-- Start SUPPLIED DATA --

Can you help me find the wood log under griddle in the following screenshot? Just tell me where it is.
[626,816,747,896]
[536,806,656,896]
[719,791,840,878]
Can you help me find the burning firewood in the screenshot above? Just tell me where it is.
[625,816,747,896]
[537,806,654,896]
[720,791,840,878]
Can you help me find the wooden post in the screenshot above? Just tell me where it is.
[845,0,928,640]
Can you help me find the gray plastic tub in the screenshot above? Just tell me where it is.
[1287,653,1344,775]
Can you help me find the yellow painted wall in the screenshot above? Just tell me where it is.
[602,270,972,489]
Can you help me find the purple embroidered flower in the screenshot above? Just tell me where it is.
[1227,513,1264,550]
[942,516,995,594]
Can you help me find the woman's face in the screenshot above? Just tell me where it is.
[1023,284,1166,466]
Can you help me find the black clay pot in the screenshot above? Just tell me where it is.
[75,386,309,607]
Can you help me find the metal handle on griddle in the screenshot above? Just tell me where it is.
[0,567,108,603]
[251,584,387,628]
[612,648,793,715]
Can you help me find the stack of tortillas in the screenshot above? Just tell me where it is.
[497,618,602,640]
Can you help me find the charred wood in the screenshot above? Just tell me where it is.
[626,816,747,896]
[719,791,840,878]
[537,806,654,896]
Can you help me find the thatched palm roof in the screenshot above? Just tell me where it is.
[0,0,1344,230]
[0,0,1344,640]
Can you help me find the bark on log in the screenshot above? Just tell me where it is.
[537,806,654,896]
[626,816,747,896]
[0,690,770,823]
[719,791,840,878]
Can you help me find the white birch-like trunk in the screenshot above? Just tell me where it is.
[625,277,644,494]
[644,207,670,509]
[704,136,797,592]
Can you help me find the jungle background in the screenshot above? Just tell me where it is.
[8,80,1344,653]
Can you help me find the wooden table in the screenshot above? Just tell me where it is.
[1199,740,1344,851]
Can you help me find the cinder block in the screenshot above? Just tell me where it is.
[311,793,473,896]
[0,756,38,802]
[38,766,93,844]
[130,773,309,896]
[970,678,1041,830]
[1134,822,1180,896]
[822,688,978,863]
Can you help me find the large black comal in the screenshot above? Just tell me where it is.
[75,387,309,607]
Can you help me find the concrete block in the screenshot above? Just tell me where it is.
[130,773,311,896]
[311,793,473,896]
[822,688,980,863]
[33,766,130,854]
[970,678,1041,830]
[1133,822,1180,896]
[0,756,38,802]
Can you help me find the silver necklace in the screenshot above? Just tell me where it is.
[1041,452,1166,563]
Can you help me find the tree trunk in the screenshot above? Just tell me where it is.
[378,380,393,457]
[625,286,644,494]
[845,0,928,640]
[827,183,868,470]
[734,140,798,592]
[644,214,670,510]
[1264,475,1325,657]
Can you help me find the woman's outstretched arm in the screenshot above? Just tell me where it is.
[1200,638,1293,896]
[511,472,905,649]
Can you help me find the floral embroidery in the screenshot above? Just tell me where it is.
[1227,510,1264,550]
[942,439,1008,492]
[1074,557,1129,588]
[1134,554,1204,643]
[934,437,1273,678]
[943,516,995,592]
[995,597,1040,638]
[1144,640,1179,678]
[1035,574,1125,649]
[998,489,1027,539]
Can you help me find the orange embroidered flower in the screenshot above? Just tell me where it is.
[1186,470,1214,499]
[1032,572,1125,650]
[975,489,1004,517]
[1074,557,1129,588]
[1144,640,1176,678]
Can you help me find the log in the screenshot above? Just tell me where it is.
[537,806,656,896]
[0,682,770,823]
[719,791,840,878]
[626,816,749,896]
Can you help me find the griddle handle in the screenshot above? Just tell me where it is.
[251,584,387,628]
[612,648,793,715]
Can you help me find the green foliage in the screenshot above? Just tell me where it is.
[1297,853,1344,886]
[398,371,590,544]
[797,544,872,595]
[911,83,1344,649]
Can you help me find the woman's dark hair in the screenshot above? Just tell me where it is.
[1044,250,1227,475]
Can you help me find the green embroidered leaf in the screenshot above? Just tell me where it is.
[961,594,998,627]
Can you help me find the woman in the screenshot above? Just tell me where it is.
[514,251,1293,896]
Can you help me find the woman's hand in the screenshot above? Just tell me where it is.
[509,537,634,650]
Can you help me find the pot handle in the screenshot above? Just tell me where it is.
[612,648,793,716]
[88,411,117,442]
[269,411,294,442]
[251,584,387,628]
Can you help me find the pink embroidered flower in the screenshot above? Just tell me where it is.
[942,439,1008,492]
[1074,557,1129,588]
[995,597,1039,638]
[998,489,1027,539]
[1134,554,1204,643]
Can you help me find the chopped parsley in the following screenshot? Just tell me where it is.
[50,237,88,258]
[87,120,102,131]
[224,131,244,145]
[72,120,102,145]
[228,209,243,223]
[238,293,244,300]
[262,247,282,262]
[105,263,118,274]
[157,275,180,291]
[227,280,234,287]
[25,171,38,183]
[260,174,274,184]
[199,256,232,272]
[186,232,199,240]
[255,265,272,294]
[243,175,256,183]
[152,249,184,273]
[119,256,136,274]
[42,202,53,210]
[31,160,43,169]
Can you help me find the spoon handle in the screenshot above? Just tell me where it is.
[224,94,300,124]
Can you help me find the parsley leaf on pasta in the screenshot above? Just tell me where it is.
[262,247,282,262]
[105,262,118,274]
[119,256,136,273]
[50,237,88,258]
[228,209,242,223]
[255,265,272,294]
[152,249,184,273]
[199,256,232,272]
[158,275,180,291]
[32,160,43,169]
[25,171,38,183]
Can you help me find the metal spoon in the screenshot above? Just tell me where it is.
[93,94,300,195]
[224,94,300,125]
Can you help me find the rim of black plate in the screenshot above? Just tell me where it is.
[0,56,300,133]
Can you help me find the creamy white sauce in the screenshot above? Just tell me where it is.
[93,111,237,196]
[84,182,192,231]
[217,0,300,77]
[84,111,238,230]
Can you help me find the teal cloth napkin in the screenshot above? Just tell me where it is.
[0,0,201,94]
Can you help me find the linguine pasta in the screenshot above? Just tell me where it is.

-- End SUPPLIED DATA --

Please turn the entries above into a JSON list of strings, with one string per line and any blank lines left out.

[
  "Can you help me find the wood log under griddle in the following screenshot? Just tell me where it is.",
  "[626,816,747,896]",
  "[536,806,656,896]",
  "[719,791,840,878]",
  "Can you help me find the burning firewood in the screenshot above? Just tell me where it is.",
  "[625,816,747,896]",
  "[537,806,654,896]",
  "[720,791,840,878]",
  "Can you help me find the wooden post in the screenshot above? Just tell me where it is.",
  "[845,0,928,640]",
  "Can you help me find the gray plastic tub in the screenshot above? Just tell me where it is.",
  "[1287,653,1344,775]",
  "Can you help me find the yellow painted wall in the screenshot above? Just tell me where it is.",
  "[602,270,972,489]",
  "Can you help me find the purple embroidered flower in the screenshot above? Just tell me where it is.",
  "[1227,513,1264,550]",
  "[942,516,995,594]",
  "Can you help me find the woman's face in the screenshot above? Just tell me where it is.",
  "[1023,284,1166,466]",
  "Can you help me find the black clay pot in the screenshot above? Just tell me where it is.",
  "[75,386,309,607]",
  "Can you help me find the metal handle on griddle in the screenshot above? Just tell me where it is.",
  "[0,567,108,603]",
  "[251,584,387,628]",
  "[612,648,793,715]",
  "Can you help me find the stack of tortillas in the screenshot above? Just tell me where it is.",
  "[497,618,602,640]",
  "Can you help me find the charred wood in the screenshot above? Just tell me where it is.",
  "[626,816,747,896]",
  "[719,791,840,878]",
  "[537,806,654,896]",
  "Can you help me find the thatched palm roof in the screenshot above? Just tell me where it is.",
  "[0,0,1344,230]",
  "[0,0,1344,640]",
  "Can you help me find the bark on log in the screenshot above? Just tell me where it is.",
  "[537,806,654,896]",
  "[626,816,747,896]",
  "[0,690,770,823]",
  "[719,791,840,878]",
  "Can you help me find the white birch-like trunk in the screenshot above? Just tell me where it is.",
  "[625,277,644,494]",
  "[644,207,670,509]",
  "[704,136,797,592]",
  "Can you help me find the jungle background in the screenshot above? Just tell me where it is.",
  "[8,80,1344,653]",
  "Can you help me find the wooden table in the screenshot above? Just tell me where it is.",
  "[1199,740,1344,851]",
  "Can you help me find the cinder block in the screenshot above? Just tell me where it is.",
  "[311,793,473,896]",
  "[0,756,38,802]",
  "[38,766,93,844]",
  "[130,773,309,896]",
  "[970,678,1041,830]",
  "[1134,822,1180,896]",
  "[822,688,978,863]",
  "Can you help me find the large black comal in the screenshot above? Just tell me where it is.",
  "[75,387,309,607]",
  "Can you help me find the concrete block in the screenshot above? Just tell me where it is.",
  "[130,773,311,896]",
  "[311,793,473,896]",
  "[822,688,980,863]",
  "[33,766,130,854]",
  "[970,678,1041,830]",
  "[1133,822,1180,896]",
  "[0,756,38,802]",
  "Can you help me find the silver necklace in the screenshot above? Just tell me where it is.",
  "[1041,452,1166,563]",
  "Can you help me find the tree trunk in the screenshot above? Just tell me where it is.",
  "[378,380,393,457]",
  "[625,286,644,494]",
  "[845,0,928,640]",
  "[827,183,868,470]",
  "[734,140,798,592]",
  "[644,214,670,510]",
  "[1264,475,1325,657]",
  "Can you help me find the woman's outstretched arm in the screenshot above? Just tell me where it is.",
  "[1200,638,1293,896]",
  "[511,472,905,649]",
  "Can you help me find the floral embroidery in the screenshot above? Just tell me where it is.",
  "[1227,510,1264,550]",
  "[942,439,1008,492]",
  "[1074,557,1129,588]",
  "[1134,554,1204,643]",
  "[934,437,1273,678]",
  "[943,516,995,592]",
  "[995,597,1040,638]",
  "[1144,640,1179,678]",
  "[1035,574,1125,649]",
  "[998,489,1027,539]",
  "Can you help me find the orange embroidered flower in the screenshot above? Just tell me where it is.",
  "[1186,470,1214,499]",
  "[1032,572,1125,650]",
  "[975,489,1004,517]",
  "[1074,557,1129,588]",
  "[1144,640,1176,678]",
  "Can you help me find the log in the screenshot above? Just tell me where it is.",
  "[537,806,656,896]",
  "[0,682,770,823]",
  "[719,791,840,878]",
  "[626,816,749,896]",
  "Can you help me find the griddle handle in the screenshot above? Just tell me where it is.",
  "[251,584,387,628]",
  "[612,648,793,715]",
  "Can you help me find the green foliage in the screenshot above? Just tell me where it is.",
  "[1297,853,1344,886]",
  "[398,371,590,544]",
  "[797,544,872,595]",
  "[911,83,1344,649]",
  "Can you help me find the woman's dark hair in the screenshot above? Just tell me where it is.",
  "[1044,250,1227,475]",
  "Can you help me find the green embroidered leaf in the screenshot above? Just tell me where it is.",
  "[961,594,998,627]",
  "Can you help me find the woman in the screenshot above? Just tell me where it is.",
  "[514,251,1293,896]",
  "Can you help me find the woman's hand in the screenshot above? Just tell me where it is.",
  "[509,537,634,650]",
  "Can you help me find the pot handle in the screenshot above? Just tell me where it is.",
  "[612,648,793,716]",
  "[88,411,117,442]",
  "[269,411,294,442]",
  "[251,584,387,628]",
  "Can you help me find the pink embroidered flower in the screenshot above? Just tell me where it is.",
  "[942,439,1008,492]",
  "[1074,557,1129,588]",
  "[995,597,1039,638]",
  "[998,489,1027,539]",
  "[1134,554,1204,643]",
  "Can you help me find the chopped parsley in the following screenshot? Just tell me where it is.",
  "[50,237,88,258]",
  "[87,120,102,131]",
  "[224,131,244,145]",
  "[72,120,102,145]",
  "[228,209,243,223]",
  "[238,293,244,300]",
  "[262,247,282,262]",
  "[105,263,118,274]",
  "[157,275,180,291]",
  "[227,280,234,287]",
  "[25,171,38,183]",
  "[260,174,274,184]",
  "[199,256,232,272]",
  "[186,232,199,240]",
  "[255,265,272,294]",
  "[243,175,256,183]",
  "[152,249,184,273]",
  "[119,256,136,274]",
  "[42,202,53,210]",
  "[31,160,43,169]",
  "Can you help me find the spoon handle in the screenshot above? Just tell me where it is.",
  "[224,94,300,124]",
  "Can you help me find the parsley leaf on pasta in the screenshot above? Just tell me where it is.",
  "[262,247,282,262]",
  "[105,262,118,274]",
  "[119,256,136,273]",
  "[50,237,88,258]",
  "[228,209,242,223]",
  "[255,265,272,294]",
  "[152,249,184,273]",
  "[199,256,232,272]",
  "[158,275,180,291]",
  "[32,160,43,169]",
  "[25,171,38,183]",
  "Can you help me find the metal spoon in the screenshot above? Just tell me where it is.",
  "[93,94,300,195]",
  "[224,94,300,125]",
  "Can you help me find the rim of black plate in the screenshot above? Just tell me where it is.",
  "[0,56,300,133]",
  "Can you help me find the creamy white sauce in the screenshot above? Just tell me where it is.",
  "[93,111,237,196]",
  "[84,182,192,231]",
  "[217,0,300,77]",
  "[84,111,238,230]",
  "Can you help me find the teal cloth napkin in the screenshot above? Just tell me where it is.",
  "[0,0,201,94]",
  "Can you help me find the linguine pasta in the screenshot above? Just tell me where it is."
]